Document excerpt →
↓

HOUSE BILL REPORT

HB 2390

 

 

 

As Reported by House Committee On:  

Appropriations

 

Title:  An act relating to allowing members of the teachers' retirement system plan 1 to use extended school years for calculation of their earnable compensation.

 

Brief Description:  Allowing members of the teachers' retirement system plan 1 to use extended school years for calculation of their earnable compensation.

 

Sponsors:  Representatives Doumit, Cooper, Alexander, Conway, Linville, Talcott, Kirby, Lysen, Kenney, Simpson, Esser and Jackley; by request of Joint Committee on Pension Policy.

 

Brief History: 

Committee Activity: 

Appropriations:  1/28/02, 2/5/02 [DP].

 

Brief Summary of Bill

$Allows members of the Teachers Retirement System Plan 1 in extended school year programs to use either two consecutive fiscal years or two consecutive extended school years, as defined by their school districts, in the calculation of their average final compensation.

 

 

HOUSE COMMITTEE ON APPROPRIATIONS

 

Majority Report:  Do pass. Signed by 24 members: Representatives Sommers, Chair; Doumit, 1st Vice Chair; Fromhold, 2nd Vice Chair; Sehlin, Ranking Minority Member; Alexander, Boldt, Buck, Clements, Cody, Cox, Dunshee, Grant, Kagi, Kenney, Kessler, Linville, Lisk, McIntire, Pearson, Pflug, Ruderman, Schual‑Berke, Talcott and Tokuda.

↑

Collected data
↓

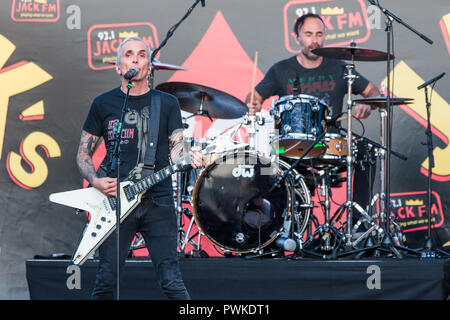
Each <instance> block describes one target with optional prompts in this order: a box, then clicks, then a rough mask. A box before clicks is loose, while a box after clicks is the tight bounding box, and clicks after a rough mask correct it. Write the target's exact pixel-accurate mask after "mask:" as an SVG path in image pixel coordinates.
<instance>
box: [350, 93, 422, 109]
mask: <svg viewBox="0 0 450 320" xmlns="http://www.w3.org/2000/svg"><path fill="white" fill-rule="evenodd" d="M353 102H359V103H364V104H370V105H376V106H377V107H378V108H382V109H383V108H386V105H387V97H386V96H376V97H370V98H361V99H353ZM413 102H414V99H410V98H395V97H392V98H391V99H390V104H391V105H400V104H411V103H413Z"/></svg>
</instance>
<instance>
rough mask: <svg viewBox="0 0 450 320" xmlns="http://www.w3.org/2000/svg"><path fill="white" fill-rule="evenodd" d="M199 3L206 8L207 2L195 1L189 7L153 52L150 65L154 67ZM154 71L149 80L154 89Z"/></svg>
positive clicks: (152, 67)
mask: <svg viewBox="0 0 450 320" xmlns="http://www.w3.org/2000/svg"><path fill="white" fill-rule="evenodd" d="M199 2H201V3H202V7H204V6H205V0H195V2H194V4H193V5H192V6H191V7H189V9H188V11H187V12H186V13H185V15H184V16H183V17H182V18H181V19H180V21H178V22H177V23H176V24H175V25H174V26H173V27H172V28H170V29H169V31H167V34H166V38H165V39H164V40H163V41H162V42H161V44H160V45H159V47H158V48H156V49H155V50H154V51H153V52H152V56H151V57H150V63H151V64H152V66H153V60H155V57H156V55H157V54H158V52H159V51H160V50H161V48H162V47H164V46H165V45H166V43H167V41H168V40H169V38H170V37H172V36H173V34H174V33H175V30H176V29H177V28H178V27H179V26H180V24H181V23H182V22H183V21H184V20H186V18H187V17H188V16H189V15H190V14H191V13H192V11H193V10H194V8H195V7H196V6H197V5H198V4H199ZM154 70H155V68H153V67H152V70H151V71H150V79H149V87H150V88H153V81H154Z"/></svg>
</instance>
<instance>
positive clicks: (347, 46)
mask: <svg viewBox="0 0 450 320" xmlns="http://www.w3.org/2000/svg"><path fill="white" fill-rule="evenodd" d="M312 52H313V53H314V54H316V55H318V56H322V57H327V58H331V59H339V60H354V61H386V60H387V59H388V54H387V53H386V52H383V51H379V50H373V49H365V48H360V47H356V46H352V45H350V46H346V47H324V48H317V49H314V50H312ZM390 57H391V59H394V56H393V55H392V54H391V55H390Z"/></svg>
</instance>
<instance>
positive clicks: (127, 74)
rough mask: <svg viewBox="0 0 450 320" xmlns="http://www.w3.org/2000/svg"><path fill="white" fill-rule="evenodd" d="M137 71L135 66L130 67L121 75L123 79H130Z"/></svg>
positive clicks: (134, 74)
mask: <svg viewBox="0 0 450 320" xmlns="http://www.w3.org/2000/svg"><path fill="white" fill-rule="evenodd" d="M138 72H139V70H138V69H137V68H131V69H130V70H128V71H127V72H126V73H125V74H124V75H123V77H124V79H125V80H128V81H130V80H131V79H133V77H134V76H135V75H137V73H138Z"/></svg>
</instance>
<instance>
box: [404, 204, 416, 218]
mask: <svg viewBox="0 0 450 320" xmlns="http://www.w3.org/2000/svg"><path fill="white" fill-rule="evenodd" d="M413 209H414V207H406V208H405V210H406V218H415V217H416V215H415V214H414V212H413Z"/></svg>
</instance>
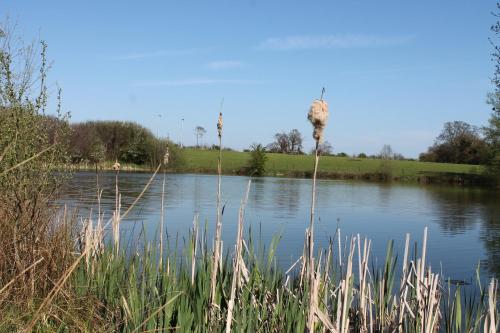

↑

Things to do →
1) Quote the part of the teachers' retirement bill report that opens with the words containing "Brief Description:  Allowing" and closes with "on Pension Policy.".
2) Please extend the teachers' retirement bill report from where it stops.
None of these entries are needed.

Expected outputs →
1)
Brief Description:  Allowing members of the teachers' retirement system plan 1 to use extended school years for calculation of their earnable compensation.

 

Sponsors:  Representatives Doumit, Cooper, Alexander, Conway, Linville, Talcott, Kirby, Lysen, Kenney, Simpson, Esser and Jackley; by request of Joint Committee on Pension Policy.

2)
 

Staff:  Andrea Hardy (786‑7349).

 

Background:

 

Retirement benefits for a member of the Teachers' Retirement System, Plan 1 (TRS 1) are based on years of service credit multiplied by the member's average final compensation (AFC) in the two highest compensated consecutive years of service, up to a maximum of 60 percent.  AFC for TRS 1 members is defined as all wages paid to the member for services rendered during a fiscal year, which for teachers is July 1 to June 30.

 

Some teachers work in schools that have calendars that run beyond June 30.  For teachers that are on a conventional school year schedule, June 30 typically falls in the middle of the summer, as the conventional schedule typically runs from late August until mid‑June of each year.

 

A difference in the timing of the end of the statutory fiscal year and the end of the extended school year may result in different earnable compensation amounts for TRS 1 members whose annual salary is the same, depending on whether they teach in traditional or extended school‑year calendars.

 

If a TRS 1 member retires at the end of an extended school year that runs beyond the end of the fiscal year, the highest two consecutive school years of compensation may not include the final weeks of their career compensation ‑ these fall into a new fiscal year.

 

Instead of these last two weeks in the end of the second fiscal year, the two weeks from the "beginning" of the first fiscal year are counted in the AFC period.  The table below illustrates this affect on the annual and monthly benefit amount for a TRS 1 member in an extended school year school.

 

Shown below is an example of a teacher who retires with a typical AFC of about $53,000 and 30 years of service.  The effect of the "look‑back" during years of average salary increases could be to reduce his or her monthly pension amount by approximately $11.  For a similarly situated teacher with 15 years of service, that amount would be half, or about $6.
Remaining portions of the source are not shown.